* SOURCE TEXT:

───

Are There First Amendment "Vacuums?": The Case of the Free Speech Challenge to Tobacco Package Labeling Requirements

By Wright, R. George | Albany Law Review, Fall 2012 | Go to article overview

Are There First Amendment "Vacuums?": The Case of the Free Speech Challenge to Tobacco Package Labeling Requirements


Wright, R. George, Albany Law Review


I. MUST EVERY APPARENT FREE SPEECH CASE HAVE A MEANINGFUL ANSWER UNDER THE FREE SPEECH CLAUSE?

The litigation (1) challenging the recently adopted federal statute (2) and FDA rules (3) seeking to regulate tobacco package labeling focuses on freedom of speech. There is, no doubt, an obvious, literal sense in which these tobacco-labeling cases raise various free speech issues, evoke and debate free speech tests, and are judicially resolved on free speech grounds.

This article, however, raises an unusual but revealing question about what we might call the "legal space" that is apparently controlled by free speech law. In particular, this article asks whether an apparent free speech law case could, upon closer examination, ever turn out to not really involve a genuine free speech law case.

───

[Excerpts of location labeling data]
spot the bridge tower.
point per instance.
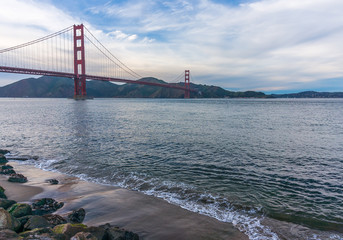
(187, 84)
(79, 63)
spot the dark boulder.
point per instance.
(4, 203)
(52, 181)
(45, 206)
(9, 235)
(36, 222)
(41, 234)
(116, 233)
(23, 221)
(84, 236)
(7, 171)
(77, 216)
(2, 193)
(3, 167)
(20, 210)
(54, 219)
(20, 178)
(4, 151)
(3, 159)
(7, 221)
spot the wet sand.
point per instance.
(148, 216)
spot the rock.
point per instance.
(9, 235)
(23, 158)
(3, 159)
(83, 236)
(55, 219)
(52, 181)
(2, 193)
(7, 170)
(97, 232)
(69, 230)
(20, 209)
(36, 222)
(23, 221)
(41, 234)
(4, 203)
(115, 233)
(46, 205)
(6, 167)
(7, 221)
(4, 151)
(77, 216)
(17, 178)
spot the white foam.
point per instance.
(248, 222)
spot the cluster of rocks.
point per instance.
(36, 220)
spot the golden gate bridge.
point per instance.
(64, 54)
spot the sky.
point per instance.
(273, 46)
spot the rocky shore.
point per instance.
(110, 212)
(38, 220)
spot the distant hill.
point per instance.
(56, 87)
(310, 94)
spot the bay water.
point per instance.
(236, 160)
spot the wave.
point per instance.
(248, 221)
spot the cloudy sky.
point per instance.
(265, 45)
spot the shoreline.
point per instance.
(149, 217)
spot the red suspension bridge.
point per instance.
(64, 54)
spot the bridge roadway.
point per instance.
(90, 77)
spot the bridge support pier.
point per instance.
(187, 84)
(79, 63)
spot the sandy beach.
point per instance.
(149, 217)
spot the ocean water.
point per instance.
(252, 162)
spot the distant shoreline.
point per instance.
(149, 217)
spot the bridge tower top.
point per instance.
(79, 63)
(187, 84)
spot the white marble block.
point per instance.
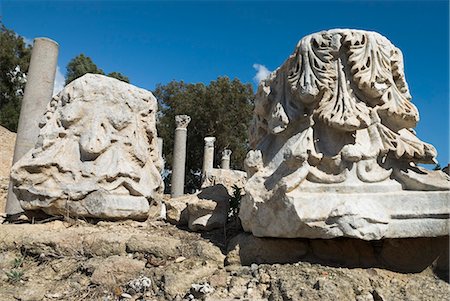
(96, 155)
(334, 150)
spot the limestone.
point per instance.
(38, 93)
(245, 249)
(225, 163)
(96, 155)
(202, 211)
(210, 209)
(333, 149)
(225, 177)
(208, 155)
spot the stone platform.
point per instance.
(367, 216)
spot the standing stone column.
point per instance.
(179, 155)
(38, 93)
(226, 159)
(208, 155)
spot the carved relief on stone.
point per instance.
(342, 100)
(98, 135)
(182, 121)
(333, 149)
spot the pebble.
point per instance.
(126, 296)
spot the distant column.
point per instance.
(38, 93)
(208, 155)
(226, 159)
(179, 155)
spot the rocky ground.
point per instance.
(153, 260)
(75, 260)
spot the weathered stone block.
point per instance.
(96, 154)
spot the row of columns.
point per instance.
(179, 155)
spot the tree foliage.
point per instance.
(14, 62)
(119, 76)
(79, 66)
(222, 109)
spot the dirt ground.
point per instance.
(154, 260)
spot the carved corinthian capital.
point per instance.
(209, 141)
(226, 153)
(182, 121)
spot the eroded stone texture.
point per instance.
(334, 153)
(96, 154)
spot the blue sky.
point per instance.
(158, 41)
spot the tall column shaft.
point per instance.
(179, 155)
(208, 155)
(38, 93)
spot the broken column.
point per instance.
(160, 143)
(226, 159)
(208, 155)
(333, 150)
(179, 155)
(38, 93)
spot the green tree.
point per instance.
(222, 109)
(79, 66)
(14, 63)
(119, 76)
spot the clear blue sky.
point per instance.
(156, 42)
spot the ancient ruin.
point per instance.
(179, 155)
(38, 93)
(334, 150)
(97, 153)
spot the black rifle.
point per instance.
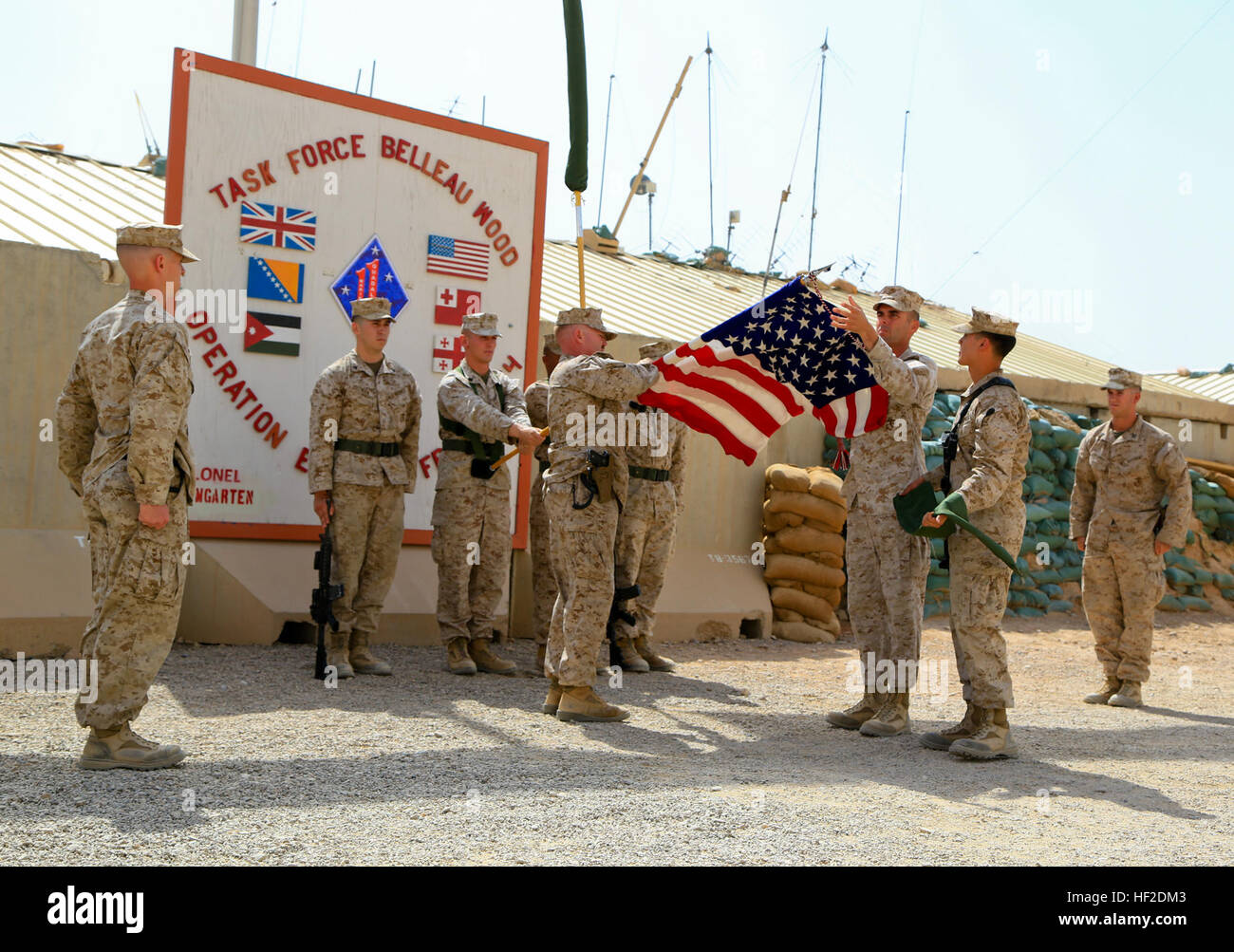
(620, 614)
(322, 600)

───

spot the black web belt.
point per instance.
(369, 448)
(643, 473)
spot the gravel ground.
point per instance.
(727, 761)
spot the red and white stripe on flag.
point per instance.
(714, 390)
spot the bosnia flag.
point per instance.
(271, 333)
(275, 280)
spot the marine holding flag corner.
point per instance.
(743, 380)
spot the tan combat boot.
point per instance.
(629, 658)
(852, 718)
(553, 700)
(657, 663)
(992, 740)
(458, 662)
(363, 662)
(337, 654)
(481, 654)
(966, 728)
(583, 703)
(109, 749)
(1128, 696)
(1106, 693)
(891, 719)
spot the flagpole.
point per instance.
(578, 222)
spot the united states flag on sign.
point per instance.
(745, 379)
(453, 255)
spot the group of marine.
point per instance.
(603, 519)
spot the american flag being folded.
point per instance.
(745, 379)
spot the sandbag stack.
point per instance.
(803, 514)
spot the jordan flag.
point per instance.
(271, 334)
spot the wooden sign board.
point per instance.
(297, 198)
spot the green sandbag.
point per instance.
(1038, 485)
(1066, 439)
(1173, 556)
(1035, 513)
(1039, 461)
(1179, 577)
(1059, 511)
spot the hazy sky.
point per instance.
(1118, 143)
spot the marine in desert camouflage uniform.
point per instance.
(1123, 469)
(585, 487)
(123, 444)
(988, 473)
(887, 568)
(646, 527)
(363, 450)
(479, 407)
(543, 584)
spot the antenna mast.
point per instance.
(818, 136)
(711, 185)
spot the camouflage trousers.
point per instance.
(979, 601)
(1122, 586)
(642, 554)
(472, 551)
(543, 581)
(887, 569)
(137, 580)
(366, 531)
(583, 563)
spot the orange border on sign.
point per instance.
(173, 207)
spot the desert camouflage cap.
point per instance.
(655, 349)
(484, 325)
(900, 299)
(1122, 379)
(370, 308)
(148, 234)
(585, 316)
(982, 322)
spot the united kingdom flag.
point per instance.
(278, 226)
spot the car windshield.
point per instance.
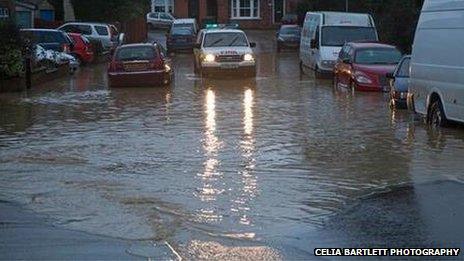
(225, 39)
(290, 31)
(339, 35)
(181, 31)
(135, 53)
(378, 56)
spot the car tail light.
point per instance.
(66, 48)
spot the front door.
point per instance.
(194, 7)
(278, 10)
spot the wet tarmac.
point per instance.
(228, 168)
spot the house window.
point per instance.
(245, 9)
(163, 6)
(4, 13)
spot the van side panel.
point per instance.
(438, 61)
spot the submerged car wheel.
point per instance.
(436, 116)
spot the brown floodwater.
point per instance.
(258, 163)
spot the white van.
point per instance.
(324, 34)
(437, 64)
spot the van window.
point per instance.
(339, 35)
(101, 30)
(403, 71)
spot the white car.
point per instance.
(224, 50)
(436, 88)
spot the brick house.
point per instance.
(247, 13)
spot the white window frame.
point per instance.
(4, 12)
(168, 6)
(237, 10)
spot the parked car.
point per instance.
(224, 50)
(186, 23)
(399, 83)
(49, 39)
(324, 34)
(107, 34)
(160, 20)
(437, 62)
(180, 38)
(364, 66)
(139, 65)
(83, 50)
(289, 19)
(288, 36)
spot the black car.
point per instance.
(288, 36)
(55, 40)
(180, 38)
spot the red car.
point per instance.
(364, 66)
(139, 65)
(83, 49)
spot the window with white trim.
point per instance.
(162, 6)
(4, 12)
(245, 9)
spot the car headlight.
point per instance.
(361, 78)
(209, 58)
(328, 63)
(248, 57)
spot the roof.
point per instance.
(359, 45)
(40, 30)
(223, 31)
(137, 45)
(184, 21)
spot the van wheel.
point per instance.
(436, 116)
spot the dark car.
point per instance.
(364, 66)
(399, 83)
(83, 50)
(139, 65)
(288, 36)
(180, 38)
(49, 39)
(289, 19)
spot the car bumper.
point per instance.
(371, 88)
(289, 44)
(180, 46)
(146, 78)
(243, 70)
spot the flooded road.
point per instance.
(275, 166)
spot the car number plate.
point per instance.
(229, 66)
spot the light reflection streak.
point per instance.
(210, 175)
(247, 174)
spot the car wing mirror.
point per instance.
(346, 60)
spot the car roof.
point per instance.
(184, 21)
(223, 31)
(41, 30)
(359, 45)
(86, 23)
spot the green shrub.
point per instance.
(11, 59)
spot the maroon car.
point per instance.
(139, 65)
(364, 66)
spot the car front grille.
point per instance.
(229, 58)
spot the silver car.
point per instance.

───

* SHORT EXERCISE 1: In the article on free speech challenges to tobacco package labeling, restate the paragraph beginning "This article, however, raises" more briefly, keeping its main points.
* SHORT EXERCISE 2: Write the next paragraph of the article on free speech challenges to tobacco package labeling, picking up after its final sentence.

* TASK RESULT 1: The article poses an unusual but revealing question about the "legal space" that free speech law appears to govern. Specifically, it asks whether a case that seems to involve free speech could, on closer examination, turn out not to be a genuine free speech case at all.

* TASK RESULT 2:
Certainly, in most free speech cases, we expect to encounter typical sorts of indeterminacies (4) and incommensurabilities. (5) This article asks whether there could also be what we might, by analogy, call something like gaps, cavities, faults, voids, lacunae, or vacua within the conceptual space of free speech law.

The idea would be roughly this: to begin with, a case that is located within a free speech "vacuum" might, contrary to initial appearances, not coherently implicate the distinctive basic reasons for according constitutional protection to speech in the first place. By consensus, the most fundamental of such reasons typically include one or more of the following: promoting the search for truth of one sort or another; furthering the value of self-realization or self-fulfillment in one sense or another; and promoting something like democratic self-government, perhaps including the civic virtue of tolerance and the maintenance of popular constraints on the exercise of political power. (6) Setting aside possible complications and qualifications, if none of the basic reasons for distinctively protecting speech are coherently or meaningfully at stake in a given case, we could say that the most basic of the various presuppositions or prerequisites of free speech jurisprudence is in that case not met.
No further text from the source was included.